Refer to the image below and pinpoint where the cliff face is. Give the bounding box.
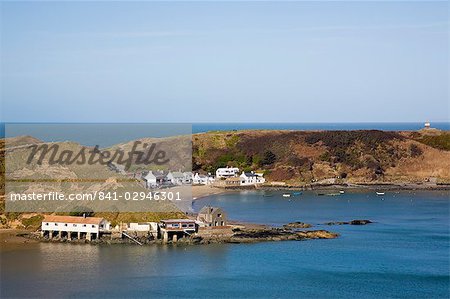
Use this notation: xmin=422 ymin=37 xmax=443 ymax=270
xmin=193 ymin=130 xmax=450 ymax=185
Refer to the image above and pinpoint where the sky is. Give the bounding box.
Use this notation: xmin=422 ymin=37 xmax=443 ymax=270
xmin=0 ymin=1 xmax=450 ymax=122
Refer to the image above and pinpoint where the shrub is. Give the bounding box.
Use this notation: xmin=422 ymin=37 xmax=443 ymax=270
xmin=261 ymin=151 xmax=277 ymax=165
xmin=409 ymin=143 xmax=423 ymax=157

---+---

:: INSTRUCTIONS TO FOLLOW ::
Shift every coordinate in the bounding-box answers by adding 35, and write out all the lines of the records above, requests included. Leave the pictures out.

:: ANSWER TO THE TASK ::
Refer to the image below and pinpoint where the cliff face is. Give the bounding box.
Use this notation: xmin=422 ymin=37 xmax=443 ymax=270
xmin=228 ymin=165 xmax=485 ymax=220
Refer to the image above and pinpoint where the sky is. Give the bounding box.
Use this notation: xmin=422 ymin=37 xmax=443 ymax=270
xmin=35 ymin=36 xmax=485 ymax=157
Refer to the image above and pinpoint where the shrub is. Give the bounding box.
Use this notation: xmin=422 ymin=37 xmax=443 ymax=270
xmin=296 ymin=186 xmax=312 ymax=200
xmin=444 ymin=178 xmax=458 ymax=192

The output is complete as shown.